What you have to do >> Copy the records below, swapping each "newline-separated" for "line-separated" and leaving every other word unchanged.

Data extract >>
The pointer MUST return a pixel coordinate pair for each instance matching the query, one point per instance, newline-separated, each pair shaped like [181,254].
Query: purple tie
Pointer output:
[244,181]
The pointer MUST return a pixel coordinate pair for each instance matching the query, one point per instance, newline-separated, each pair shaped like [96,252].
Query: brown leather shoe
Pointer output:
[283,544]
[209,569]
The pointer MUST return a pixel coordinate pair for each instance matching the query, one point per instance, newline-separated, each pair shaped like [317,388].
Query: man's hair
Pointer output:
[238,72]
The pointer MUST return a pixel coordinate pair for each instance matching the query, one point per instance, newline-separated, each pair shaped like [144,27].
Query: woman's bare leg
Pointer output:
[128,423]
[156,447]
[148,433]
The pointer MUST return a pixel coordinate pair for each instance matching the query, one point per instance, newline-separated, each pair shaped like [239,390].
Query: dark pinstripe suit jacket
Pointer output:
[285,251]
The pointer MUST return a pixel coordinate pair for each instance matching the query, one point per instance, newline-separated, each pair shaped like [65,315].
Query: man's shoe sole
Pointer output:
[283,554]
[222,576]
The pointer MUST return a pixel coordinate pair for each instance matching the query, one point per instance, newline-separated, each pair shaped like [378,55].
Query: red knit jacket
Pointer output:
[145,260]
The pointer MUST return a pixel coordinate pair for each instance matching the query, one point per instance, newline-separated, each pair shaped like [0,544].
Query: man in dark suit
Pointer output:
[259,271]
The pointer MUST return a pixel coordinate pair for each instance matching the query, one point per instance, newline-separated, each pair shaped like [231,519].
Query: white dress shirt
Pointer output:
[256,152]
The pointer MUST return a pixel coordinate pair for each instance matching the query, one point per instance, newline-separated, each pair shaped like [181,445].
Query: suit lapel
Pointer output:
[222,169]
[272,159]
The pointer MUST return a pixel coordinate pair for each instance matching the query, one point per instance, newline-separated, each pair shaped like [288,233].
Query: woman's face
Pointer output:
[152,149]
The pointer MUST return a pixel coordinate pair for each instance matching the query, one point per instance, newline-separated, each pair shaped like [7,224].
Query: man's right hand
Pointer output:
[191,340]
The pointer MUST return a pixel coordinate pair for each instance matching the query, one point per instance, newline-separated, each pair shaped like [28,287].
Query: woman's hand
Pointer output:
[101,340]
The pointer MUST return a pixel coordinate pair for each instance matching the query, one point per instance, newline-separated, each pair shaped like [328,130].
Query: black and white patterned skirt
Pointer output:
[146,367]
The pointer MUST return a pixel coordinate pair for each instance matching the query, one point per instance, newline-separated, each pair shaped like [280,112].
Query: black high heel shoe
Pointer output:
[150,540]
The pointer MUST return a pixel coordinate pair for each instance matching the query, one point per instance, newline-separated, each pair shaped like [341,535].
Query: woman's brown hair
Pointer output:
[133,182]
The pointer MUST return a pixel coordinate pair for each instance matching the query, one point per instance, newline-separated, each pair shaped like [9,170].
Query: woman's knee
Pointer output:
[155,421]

Answer below >>
The pointer MUST return a pixel coordinate pair for each instance matching the query, one point per instance, line-separated, each pair shaped like [181,254].
Query: purple tie
Pointer output:
[244,181]
The pointer MUST return a pixel coordinate pair for each instance matching the query, one point per instance, line-separated, each pair shaped like [96,252].
Query: brown leather shoe
Pointer output:
[283,544]
[209,569]
The pointer MUST return a pixel coordinate pair for each instance matching the query, one point per instance, line-separated, each pair shaped like [317,388].
Query: man's hair
Pointer output:
[238,72]
The pointer MUST return a pixel coordinate pair for each instance matching the query, one point per instance, line-separated, each pair shaped like [144,27].
Query: woman's bare leg
Pointer output:
[128,423]
[156,447]
[148,433]
The pointer MUST return a pixel coordinate pair for each instance matching the query, one point per instance, line-separated, each pair shaped like [239,390].
Query: dark pinstripe suit jacket
Pointer output:
[285,251]
The pointer MUST return a pixel coordinate pair for each instance matching the query, one point per instance, line-separated, each pair shaped like [65,315].
Query: man's shoe sole
Pointer output:
[283,554]
[222,576]
The pointer MUST return a pixel coordinate pair for each instance matching the query, one point per instance, line-separated, each pair shaped like [378,55].
Query: red knit jacket
Pointer output:
[145,260]
The pointer MUST return a pixel coordinate pair for each instance matching the query, one point per instance, line-separated, each pair shaped like [0,544].
Query: man in dark suit
Pointer output:
[259,271]
The pointer MUST return a pixel coordinate pair for each instance matching the query, one point per instance, line-separated, each pair shaped like [231,519].
Query: white dress shirt
Pointer output:
[256,152]
The pointer MUST return a pixel coordinate pair for each instance matching the query, one point per instance, line-separated, each pair shaped like [181,445].
Query: suit lapel
Pointer output:
[222,169]
[272,159]
The pointer MUST return a pixel coordinate pair for each instance matching the query, one point per instance, line-separated, each pair shaped like [288,233].
Query: woman's face
Pointer output:
[152,149]
The pointer MUST return a pixel coordinate pair for each instance matching the query, one point per instance, line-separated, each pair shaped like [7,224].
Query: man's right hand
Pointer output:
[191,340]
The pointer MUST return a pixel coordinate pair for each instance matching the query, one point per instance, line-separated, each pair shaped like [28,287].
Query: woman's hand
Pointer output:
[101,340]
The pointer MUST return a pixel coordinate pair for each instance matching the query, one point per instance, line-separated, each pair shaped like [328,130].
Query: black and white patterned skirt
Pointer output:
[146,367]
The pointer MUST return a pixel coordinate pair for each instance matching the query, one point per instance, line-separated, each pair shaped like [280,112].
Query: black high heel shoe
Pointer output:
[150,540]
The pointer MUST return a pixel coordinate pair for each instance matching the query, one point per instance, line-separated, each pair shaped like [341,535].
Query: woman's brown hair
Pointer output:
[133,182]
The pointer MUST return a pixel coordinate pair for each instance matching the query, one point per instance, line-separated, each pair shaped like [9,170].
Query: woman's knee
Pointer output:
[155,421]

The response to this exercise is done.